Don is, right from the start, a likable character - it helps he has no emotional tie to Cortés and his men.  The book does a good job of showing his earlier befuddlement and while he does make mistakes, they are understandable ones.  He never talks down to the Aztecs or indeed anyone else, despite knowing far more than they do about what is to come.  There are limits to what he can do - and what he can convince them to do - and the book acknowledges this.  The locals find him a little odd, but it generally works.  He serves as the eyes through which we see the Aztecs, a society very different to our own, and allows us to recognise their possession of traits we recognise as virtues.  This is also true of the Spanish themselves.  They may be painted as greedy monsters, which was party true in the original timeline, but they have virtues too.  How well this works out will depend on your point of view.  Don is, at one point, shunned for not leading his men into battle, unlike both his closest allies and Cortés himself. 

 

The authors show an excellent understanding of both the strengths and weaknesses of the Aztecs, detailing why they lost so badly in the original timeline and altering matters to reshape the future.  Don does not snap his fingers and bring forth modern weapons from the soil to arm his troops.  Instead, he uses his manpower advantage to bait traps and try to force the Spanish into killing grounds, leveraging their weaknesses against them while trying to capture as many Spanish craftsman and horses as possible.  He also starts introducing concepts like the wheel, allowing the Aztecs a chance to take his ideas and build on them.  His insights into how the Spanish think also prove instructive - Don points out, to several Spanish commoners, that they’re not going to wind up rich men, as Cortés and the aristocracy will take most of the loot.  In the end, he uses the promise of genuine wealth to convince man of the Spanish to stay with him.

 

At the same time, however, the book does suffer from two major weaknesses.  The first one is that the impact of smallpox on the Aztecs is significantly understated.  The disease was so lethal because the Aztecs had no immunity whatsoever, a problem made worse by the demands of the war.  It is possible that a sizable number of newcomers could have made a difference, simply by taking care of the ill before becoming infected themselves, but there just weren’t enough people to handle the task.

Record extracts =
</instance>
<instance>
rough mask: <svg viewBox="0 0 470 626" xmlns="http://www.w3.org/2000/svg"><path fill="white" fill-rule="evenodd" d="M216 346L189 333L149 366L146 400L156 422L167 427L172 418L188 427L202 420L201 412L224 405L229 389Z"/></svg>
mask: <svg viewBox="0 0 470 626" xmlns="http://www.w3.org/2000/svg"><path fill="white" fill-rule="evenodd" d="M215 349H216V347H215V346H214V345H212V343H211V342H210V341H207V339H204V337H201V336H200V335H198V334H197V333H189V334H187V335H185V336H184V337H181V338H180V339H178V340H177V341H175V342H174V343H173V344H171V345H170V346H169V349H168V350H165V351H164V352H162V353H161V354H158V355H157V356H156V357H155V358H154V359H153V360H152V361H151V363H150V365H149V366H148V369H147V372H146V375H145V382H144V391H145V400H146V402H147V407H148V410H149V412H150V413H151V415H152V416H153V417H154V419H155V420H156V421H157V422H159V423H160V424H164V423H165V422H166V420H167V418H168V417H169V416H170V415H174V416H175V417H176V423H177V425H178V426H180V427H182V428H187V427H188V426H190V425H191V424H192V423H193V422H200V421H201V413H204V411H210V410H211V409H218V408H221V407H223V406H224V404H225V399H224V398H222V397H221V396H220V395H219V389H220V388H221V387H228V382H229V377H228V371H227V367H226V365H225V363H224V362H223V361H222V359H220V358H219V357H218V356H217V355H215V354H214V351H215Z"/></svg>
...
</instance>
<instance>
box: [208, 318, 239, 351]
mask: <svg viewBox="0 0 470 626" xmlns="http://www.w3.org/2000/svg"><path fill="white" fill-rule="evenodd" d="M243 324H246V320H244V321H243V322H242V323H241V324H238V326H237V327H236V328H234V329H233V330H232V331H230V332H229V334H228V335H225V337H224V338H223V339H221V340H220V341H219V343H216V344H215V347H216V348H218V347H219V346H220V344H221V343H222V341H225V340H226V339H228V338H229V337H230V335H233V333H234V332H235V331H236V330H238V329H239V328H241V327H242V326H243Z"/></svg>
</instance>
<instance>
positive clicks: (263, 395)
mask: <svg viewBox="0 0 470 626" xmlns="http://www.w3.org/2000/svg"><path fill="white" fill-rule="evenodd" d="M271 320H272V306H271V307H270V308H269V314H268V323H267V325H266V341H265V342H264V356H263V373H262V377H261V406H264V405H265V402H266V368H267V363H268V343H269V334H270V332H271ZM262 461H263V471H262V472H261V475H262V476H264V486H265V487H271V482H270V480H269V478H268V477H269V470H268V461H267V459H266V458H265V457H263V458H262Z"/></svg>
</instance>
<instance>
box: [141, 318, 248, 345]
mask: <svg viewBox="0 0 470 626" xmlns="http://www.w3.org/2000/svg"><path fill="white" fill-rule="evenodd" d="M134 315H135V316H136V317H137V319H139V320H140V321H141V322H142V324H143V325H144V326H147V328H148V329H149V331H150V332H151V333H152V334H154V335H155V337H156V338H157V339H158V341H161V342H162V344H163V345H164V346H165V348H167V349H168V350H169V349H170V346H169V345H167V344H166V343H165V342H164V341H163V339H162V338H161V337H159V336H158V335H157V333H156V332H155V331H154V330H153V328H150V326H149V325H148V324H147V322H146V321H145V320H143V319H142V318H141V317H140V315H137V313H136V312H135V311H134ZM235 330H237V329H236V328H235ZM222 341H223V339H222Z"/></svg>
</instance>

Tasks and exercises =
1 – Do these statements agree with the review of the Aztec novel? Answer yes or no for each, quoting the words of the review that decide it.
(a) Don brings modern weapons out of the soil to arm his troops.
(b) Don introduces the Aztecs to concepts such as the wheel.
(c) The book overstates how much smallpox affected the Aztecs.
2 – In the review of the Aztec novel, what does Don point out to several Spanish commoners?
3 – Could you carry on the review of the novel about Don and the Aztecs, starting after its last sentence?
The entries have nothing to do with the review of the Aztec novel.

Answers by item number =
1 –
(a) No: "Don does not snap his fingers and bring forth modern weapons from the soil to arm his troops."
(b) Yes: "He also starts introducing concepts like the wheel"
(c) No: "the impact of smallpox on the Aztecs is significantly understated."

2 – He points out that they're not going to wind up rich men, as Cortés and the aristocracy will take most of the loot.

3 –
The second is that the Aztecs themselves are, for what of a better term, whitewashed.  They were not nice people.  They were an aggressive empire with a nasty habit of bullying its neighbours, taking their people for sacrifice and generally being thoroughly unpleasant to everyone they happened to encounter.  Cortés had no trouble finding allies in his war against the empire because there were a lot of tribes and cities that loathed the Aztecs and would be happy to side with anyone standing against them.  While in the long term this was disastrous - in much the same sense as Russians who sided with the Nazis against the Soviets; they traded a bad master for an even worse one - it was understandable.  Don does nod to the difficulty of convincing other cities to let bygones be bygones, but I think the book understates it. 

 

(The suggestion the Aztecs saw Cortés, and  later Don himself, as a god is mentioned, but it isn’t clear how seriously anyone really took it.)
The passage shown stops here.